» **데이터 항목**
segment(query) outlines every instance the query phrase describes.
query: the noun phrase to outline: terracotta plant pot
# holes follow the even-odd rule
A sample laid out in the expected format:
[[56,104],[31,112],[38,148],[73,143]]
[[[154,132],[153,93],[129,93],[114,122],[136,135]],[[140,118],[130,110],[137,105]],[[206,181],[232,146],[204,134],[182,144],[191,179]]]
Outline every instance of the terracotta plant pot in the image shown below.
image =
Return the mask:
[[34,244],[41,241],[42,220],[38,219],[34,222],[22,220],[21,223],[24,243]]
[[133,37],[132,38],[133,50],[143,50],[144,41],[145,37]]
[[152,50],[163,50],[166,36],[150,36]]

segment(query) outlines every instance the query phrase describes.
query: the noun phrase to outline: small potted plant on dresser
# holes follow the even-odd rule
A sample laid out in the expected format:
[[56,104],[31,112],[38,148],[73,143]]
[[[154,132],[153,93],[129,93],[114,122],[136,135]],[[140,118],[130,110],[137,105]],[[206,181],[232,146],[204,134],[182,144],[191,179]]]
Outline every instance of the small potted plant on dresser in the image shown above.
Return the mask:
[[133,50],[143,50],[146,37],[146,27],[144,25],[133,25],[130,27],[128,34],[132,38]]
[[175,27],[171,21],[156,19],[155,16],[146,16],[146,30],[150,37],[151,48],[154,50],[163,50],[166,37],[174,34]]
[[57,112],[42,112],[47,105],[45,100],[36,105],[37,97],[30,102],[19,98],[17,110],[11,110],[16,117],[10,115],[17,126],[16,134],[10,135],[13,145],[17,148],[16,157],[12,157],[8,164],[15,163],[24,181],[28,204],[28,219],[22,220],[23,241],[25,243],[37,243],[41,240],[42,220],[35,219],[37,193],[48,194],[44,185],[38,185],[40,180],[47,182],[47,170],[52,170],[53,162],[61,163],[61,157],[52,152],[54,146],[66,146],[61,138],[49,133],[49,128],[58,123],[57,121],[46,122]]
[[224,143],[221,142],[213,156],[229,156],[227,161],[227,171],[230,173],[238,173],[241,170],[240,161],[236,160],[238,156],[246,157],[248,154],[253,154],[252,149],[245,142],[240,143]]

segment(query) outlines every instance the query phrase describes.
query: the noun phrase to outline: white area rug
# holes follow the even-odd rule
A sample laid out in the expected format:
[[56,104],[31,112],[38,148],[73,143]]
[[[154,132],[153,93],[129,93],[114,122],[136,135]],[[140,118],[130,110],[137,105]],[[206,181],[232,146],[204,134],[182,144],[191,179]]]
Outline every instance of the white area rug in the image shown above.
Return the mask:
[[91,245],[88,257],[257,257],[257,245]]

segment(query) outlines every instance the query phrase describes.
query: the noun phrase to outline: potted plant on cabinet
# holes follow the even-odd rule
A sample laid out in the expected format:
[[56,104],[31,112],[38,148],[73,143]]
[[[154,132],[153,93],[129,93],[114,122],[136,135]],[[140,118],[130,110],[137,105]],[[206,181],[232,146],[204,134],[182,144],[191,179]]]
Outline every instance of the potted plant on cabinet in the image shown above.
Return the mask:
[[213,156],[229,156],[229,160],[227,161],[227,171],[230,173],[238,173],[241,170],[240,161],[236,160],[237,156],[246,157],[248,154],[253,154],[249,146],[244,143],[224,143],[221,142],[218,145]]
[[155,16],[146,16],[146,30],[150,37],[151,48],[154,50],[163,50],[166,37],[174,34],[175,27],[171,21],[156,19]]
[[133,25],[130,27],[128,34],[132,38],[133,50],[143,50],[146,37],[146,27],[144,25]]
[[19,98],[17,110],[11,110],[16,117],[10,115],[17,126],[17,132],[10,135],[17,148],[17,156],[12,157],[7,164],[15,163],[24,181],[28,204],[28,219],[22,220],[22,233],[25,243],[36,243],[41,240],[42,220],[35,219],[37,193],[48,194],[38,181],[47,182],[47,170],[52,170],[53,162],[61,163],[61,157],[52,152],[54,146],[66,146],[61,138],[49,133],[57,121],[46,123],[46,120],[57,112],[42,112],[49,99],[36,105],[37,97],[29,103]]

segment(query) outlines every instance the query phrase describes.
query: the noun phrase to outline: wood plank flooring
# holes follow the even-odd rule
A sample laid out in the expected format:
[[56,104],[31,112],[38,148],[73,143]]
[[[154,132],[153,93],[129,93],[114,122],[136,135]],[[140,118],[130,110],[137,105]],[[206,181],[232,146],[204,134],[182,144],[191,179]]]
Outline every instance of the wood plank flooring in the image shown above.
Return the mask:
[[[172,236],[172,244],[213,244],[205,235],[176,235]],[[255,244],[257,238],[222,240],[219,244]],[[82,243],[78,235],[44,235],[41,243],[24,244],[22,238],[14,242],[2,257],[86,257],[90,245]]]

» **요청 사항**
위 항목의 맨 처음부터 "[[152,50],[163,50],[166,36],[150,36]]" 부분이 들어 있는 줄까지, 양 끝 줄을 포함하여 한 글자도 바꾸지 말고 다시 입력하십시오.

» **풀이**
segment(query) outlines every instance the query phrase describes.
query: the noun phrase to outline: terracotta plant pot
# holes follow the even-odd rule
A sample laid out in the expected format:
[[56,104],[31,112],[38,148],[73,143]]
[[[154,132],[153,93],[129,93],[114,122],[136,135]],[[140,118],[130,110],[137,105]],[[206,181],[232,146],[204,134],[182,144],[191,179]]]
Outline every instance of the terracotta plant pot in the image shown below.
image =
Return the mask:
[[34,244],[41,241],[42,220],[38,219],[34,222],[22,220],[21,223],[24,243]]
[[133,37],[132,38],[133,50],[143,50],[144,41],[145,37]]
[[152,50],[163,50],[166,36],[150,36]]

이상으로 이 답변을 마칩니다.